Set task => Print exactly the lines from the one containing "the white cloud" through the last line of the records below, both included, and nothing else; omit any pictures.

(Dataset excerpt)

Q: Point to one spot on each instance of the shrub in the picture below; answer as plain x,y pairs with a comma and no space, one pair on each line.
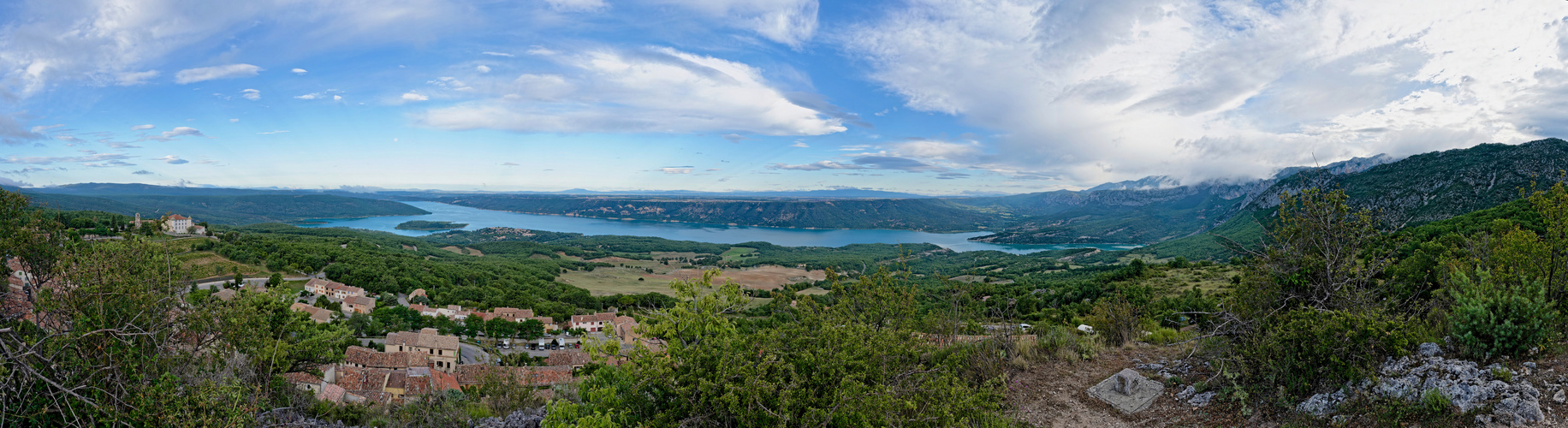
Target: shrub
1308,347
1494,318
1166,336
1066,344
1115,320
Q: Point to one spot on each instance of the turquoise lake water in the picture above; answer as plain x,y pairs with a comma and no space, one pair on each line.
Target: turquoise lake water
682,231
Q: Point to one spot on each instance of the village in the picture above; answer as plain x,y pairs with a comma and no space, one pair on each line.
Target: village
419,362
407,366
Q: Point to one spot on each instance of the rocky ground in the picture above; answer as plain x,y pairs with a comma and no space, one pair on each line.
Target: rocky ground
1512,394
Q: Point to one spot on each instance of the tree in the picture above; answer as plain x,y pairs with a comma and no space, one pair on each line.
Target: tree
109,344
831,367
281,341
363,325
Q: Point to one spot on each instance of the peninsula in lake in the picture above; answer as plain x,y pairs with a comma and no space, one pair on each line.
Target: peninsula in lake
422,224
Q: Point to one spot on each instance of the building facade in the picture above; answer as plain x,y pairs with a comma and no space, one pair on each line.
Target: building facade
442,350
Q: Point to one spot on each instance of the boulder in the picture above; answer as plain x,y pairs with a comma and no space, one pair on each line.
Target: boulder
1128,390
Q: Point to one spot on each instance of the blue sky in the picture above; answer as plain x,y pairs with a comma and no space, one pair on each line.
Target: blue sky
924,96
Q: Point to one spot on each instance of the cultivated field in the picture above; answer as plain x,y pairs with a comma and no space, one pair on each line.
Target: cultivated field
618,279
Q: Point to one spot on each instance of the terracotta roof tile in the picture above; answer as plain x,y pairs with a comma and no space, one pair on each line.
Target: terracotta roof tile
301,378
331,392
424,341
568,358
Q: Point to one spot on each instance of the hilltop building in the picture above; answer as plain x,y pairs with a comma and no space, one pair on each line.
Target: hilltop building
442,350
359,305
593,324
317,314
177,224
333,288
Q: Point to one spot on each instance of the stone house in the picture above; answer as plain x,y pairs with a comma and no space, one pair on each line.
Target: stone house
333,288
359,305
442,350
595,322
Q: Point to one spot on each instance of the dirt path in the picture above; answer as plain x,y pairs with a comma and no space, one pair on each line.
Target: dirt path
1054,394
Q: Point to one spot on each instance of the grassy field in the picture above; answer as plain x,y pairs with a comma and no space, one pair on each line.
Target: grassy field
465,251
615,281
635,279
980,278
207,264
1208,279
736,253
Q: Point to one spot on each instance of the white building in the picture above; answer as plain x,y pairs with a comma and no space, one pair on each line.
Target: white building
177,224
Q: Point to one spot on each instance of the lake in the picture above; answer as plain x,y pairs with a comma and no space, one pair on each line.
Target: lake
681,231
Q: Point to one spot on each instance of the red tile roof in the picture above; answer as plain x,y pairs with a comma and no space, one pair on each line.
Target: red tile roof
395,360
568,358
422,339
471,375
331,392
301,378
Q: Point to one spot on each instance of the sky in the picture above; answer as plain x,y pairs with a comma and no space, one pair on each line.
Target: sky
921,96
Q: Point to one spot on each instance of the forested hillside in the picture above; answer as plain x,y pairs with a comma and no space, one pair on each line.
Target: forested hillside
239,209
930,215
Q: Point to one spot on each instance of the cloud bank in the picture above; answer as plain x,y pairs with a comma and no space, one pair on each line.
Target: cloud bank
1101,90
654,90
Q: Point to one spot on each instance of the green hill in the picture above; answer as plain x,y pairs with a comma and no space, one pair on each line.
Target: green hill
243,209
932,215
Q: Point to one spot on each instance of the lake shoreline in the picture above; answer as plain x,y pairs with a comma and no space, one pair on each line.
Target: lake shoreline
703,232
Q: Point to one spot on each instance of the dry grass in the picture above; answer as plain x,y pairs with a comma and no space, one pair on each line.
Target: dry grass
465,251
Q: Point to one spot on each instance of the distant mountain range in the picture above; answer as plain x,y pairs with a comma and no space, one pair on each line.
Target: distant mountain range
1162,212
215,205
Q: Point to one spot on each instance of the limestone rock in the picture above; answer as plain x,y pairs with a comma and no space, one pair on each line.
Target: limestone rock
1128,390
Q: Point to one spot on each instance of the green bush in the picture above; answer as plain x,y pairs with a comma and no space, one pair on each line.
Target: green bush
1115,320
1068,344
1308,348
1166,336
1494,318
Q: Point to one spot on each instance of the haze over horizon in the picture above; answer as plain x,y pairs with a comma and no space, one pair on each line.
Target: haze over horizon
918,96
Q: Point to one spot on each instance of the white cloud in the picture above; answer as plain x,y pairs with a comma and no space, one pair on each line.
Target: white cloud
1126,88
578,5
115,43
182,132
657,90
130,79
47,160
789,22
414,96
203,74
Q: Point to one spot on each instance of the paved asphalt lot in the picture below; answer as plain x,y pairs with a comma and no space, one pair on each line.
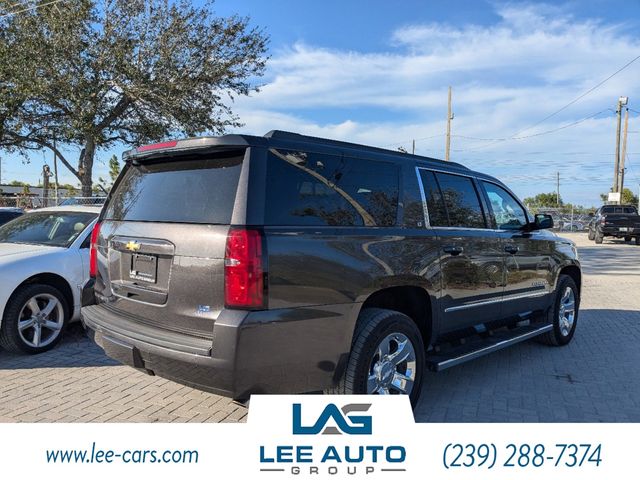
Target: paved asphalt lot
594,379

Task answer =>
Q: Point to one spot on each instance of the white cloud in the picture above; answer as plain x,y pairs with a comma and no space, one pair on each line.
Target: white cloud
1126,88
578,5
115,43
182,132
657,90
130,79
47,160
789,22
414,96
203,74
Q: Point to one spot on each instance of the paved asphalt lot in the picture below; answer as plain x,y pairs with a comma and no space, one pair on each line.
Target: paved asphalt lot
594,379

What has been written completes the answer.